• SOURCE:

_____

On Thursday night (26th May, 2016), 13-year-old
Jairam Hathwar and 11-year-old Nihar Janga were declared co-winners of the
Scripps National Spelling Bee, making this the ninth bee in a row to name an
Indian-American victor. In honor of their victory, Slate revisits Ben Paynter’s
story, originally published in 2010, which explains Indian-Americans’ prowess
in spelling competitions. It is reprinted below.
This April's North South Foundation
bee in Shawnee, Kan., might seem like an obscure place to find the spelling
world's two biggest stars. Mostly, it looked like the sort of geeky local bee I
might have attended as a kid—except everyone there was Indian. Inside Shawnee's
Hindu Temple and Cultural Center, 23 awkward kids took turns passing a
microphone back and forth in a hushed beige auditorium. No spotlights, no
podium, just cringe-inducing feedback on the P.A. system. And for the record,
the spelling was a-t-r-o-c-i-o-u-s. Just three of the first 10 contestants
spelled their words correctly. At one point, a poor kid paced in circles and
clutched his crotch before misspelling beleaguered and sprinting off to the
restroom.
Amid it all, 13-year-old Kavya
Shivashankar pronounced words from a fold-out judging table as her father,
Mirle, emceed in a sharp dark suit. Kavya, the 2009 Scripps National Spelling
Bee champion, is a spelling superstar complete with signature move: She
air-writes each word across her palm before speaking it. Kavya and Mirle—her
innovative, ever-enthusiastic coach—were at the small-time competition to pay
homage. Over the past two decades, tournaments like this one—a regional
qualifier for the North South Foundation's spelling league—have become a
breeding ground for Scripps contenders. These minor-league competitions help
kids as young as 6 years old work out the spelling kinks at an early age. The
result has been an Indian-American dynasty at the National Spelling Bee.
Consider the facts:
Indian-Americans make up about 1 percent of the U.S. population; this year, an
estimated 30 NSF-ers will compete at Scripps, 11 percent of the 273-kid field.

_____

• SUPPLIED DATA:
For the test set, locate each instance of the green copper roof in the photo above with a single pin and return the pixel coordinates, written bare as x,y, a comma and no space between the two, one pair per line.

_____

• WRITTEN REQUEST: Return the entire spelling bee article word for word, from its opening sentence through its final one.

• EXERCISE SOLUTION:
On Thursday night (26th May, 2016), 13-year-old
Jairam Hathwar and 11-year-old Nihar Janga were declared co-winners of the
Scripps National Spelling Bee, making this the ninth bee in a row to name an
Indian-American victor. In honor of their victory, Slate revisits Ben Paynter’s
story, originally published in 2010, which explains Indian-Americans’ prowess
in spelling competitions. It is reprinted below.
This April's North South Foundation
bee in Shawnee, Kan., might seem like an obscure place to find the spelling
world's two biggest stars. Mostly, it looked like the sort of geeky local bee I
might have attended as a kid—except everyone there was Indian. Inside Shawnee's
Hindu Temple and Cultural Center, 23 awkward kids took turns passing a
microphone back and forth in a hushed beige auditorium. No spotlights, no
podium, just cringe-inducing feedback on the P.A. system. And for the record,
the spelling was a-t-r-o-c-i-o-u-s. Just three of the first 10 contestants
spelled their words correctly. At one point, a poor kid paced in circles and
clutched his crotch before misspelling beleaguered and sprinting off to the
restroom.
Amid it all, 13-year-old Kavya
Shivashankar pronounced words from a fold-out judging table as her father,
Mirle, emceed in a sharp dark suit. Kavya, the 2009 Scripps National Spelling
Bee champion, is a spelling superstar complete with signature move: She
air-writes each word across her palm before speaking it. Kavya and Mirle—her
innovative, ever-enthusiastic coach—were at the small-time competition to pay
homage. Over the past two decades, tournaments like this one—a regional
qualifier for the North South Foundation's spelling league—have become a
breeding ground for Scripps contenders. These minor-league competitions help
kids as young as 6 years old work out the spelling kinks at an early age. The
result has been an Indian-American dynasty at the National Spelling Bee.
Consider the facts:
Indian-Americans make up about 1 percent of the U.S. population; this year, an
estimated 30 NSF-ers will compete at Scripps, 11 percent of the 273-kid field.